Copy all the records word for word, apart from any pictures.

━━━━━━━━

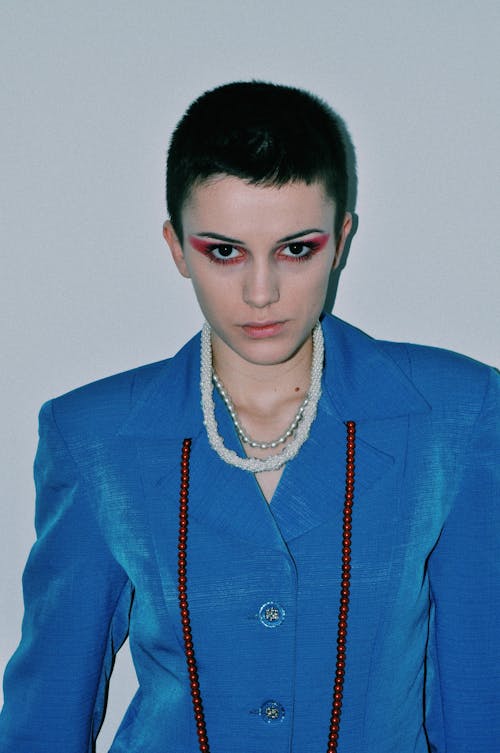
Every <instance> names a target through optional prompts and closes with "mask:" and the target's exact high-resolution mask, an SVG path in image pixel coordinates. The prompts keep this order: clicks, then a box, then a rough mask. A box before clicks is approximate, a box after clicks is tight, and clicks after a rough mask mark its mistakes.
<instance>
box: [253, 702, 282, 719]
mask: <svg viewBox="0 0 500 753" xmlns="http://www.w3.org/2000/svg"><path fill="white" fill-rule="evenodd" d="M259 714H260V718H261V719H262V721H263V722H266V723H267V724H276V722H282V721H283V717H284V716H285V709H284V708H283V706H282V705H281V703H278V701H265V702H264V703H263V704H262V706H261V707H260V709H259Z"/></svg>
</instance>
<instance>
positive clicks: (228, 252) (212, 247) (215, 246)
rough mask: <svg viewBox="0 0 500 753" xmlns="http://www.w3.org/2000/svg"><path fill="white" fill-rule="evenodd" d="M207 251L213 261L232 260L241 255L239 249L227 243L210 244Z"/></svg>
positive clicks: (232, 260) (223, 260)
mask: <svg viewBox="0 0 500 753" xmlns="http://www.w3.org/2000/svg"><path fill="white" fill-rule="evenodd" d="M207 251H208V252H209V254H210V256H211V257H212V258H213V259H214V260H215V261H233V260H234V259H238V258H239V257H240V256H241V251H239V250H238V249H237V248H236V247H235V246H231V245H230V244H229V243H220V244H218V245H217V246H215V245H210V246H209V247H208V248H207Z"/></svg>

━━━━━━━━

→ **EXERCISE RESPONSE**
Every <instance> names a target through optional prompts and closes with "mask:" and the target's exact high-resolution mask, an SVG path in image pixel coordinates. The prompts keep this order: clicks, then a box, then a rough mask. A box before clicks is approximate, a box after clicks is tight, and clicks after a rough mask mark its mistakes.
<instance>
box: [253, 702, 282, 719]
mask: <svg viewBox="0 0 500 753" xmlns="http://www.w3.org/2000/svg"><path fill="white" fill-rule="evenodd" d="M259 714H260V718H261V719H262V721H263V722H266V723H267V724H276V722H282V721H283V717H284V716H285V709H284V708H283V706H282V705H281V703H278V701H265V702H264V703H263V704H262V706H261V707H260V709H259Z"/></svg>
</instance>
<instance>
positive clicks: (228, 252) (212, 247) (215, 246)
rough mask: <svg viewBox="0 0 500 753" xmlns="http://www.w3.org/2000/svg"><path fill="white" fill-rule="evenodd" d="M207 251L213 261L232 260L241 255L239 249L227 243L210 244Z"/></svg>
positive clicks: (232, 260) (223, 260)
mask: <svg viewBox="0 0 500 753" xmlns="http://www.w3.org/2000/svg"><path fill="white" fill-rule="evenodd" d="M207 251H208V252H209V254H210V256H211V257H212V258H213V259H214V260H215V261H233V260H234V259H238V258H239V257H240V256H241V251H239V250H238V249H237V248H236V247H235V246H231V245H230V244H229V243H220V244H218V245H217V246H215V245H210V246H209V247H208V248H207Z"/></svg>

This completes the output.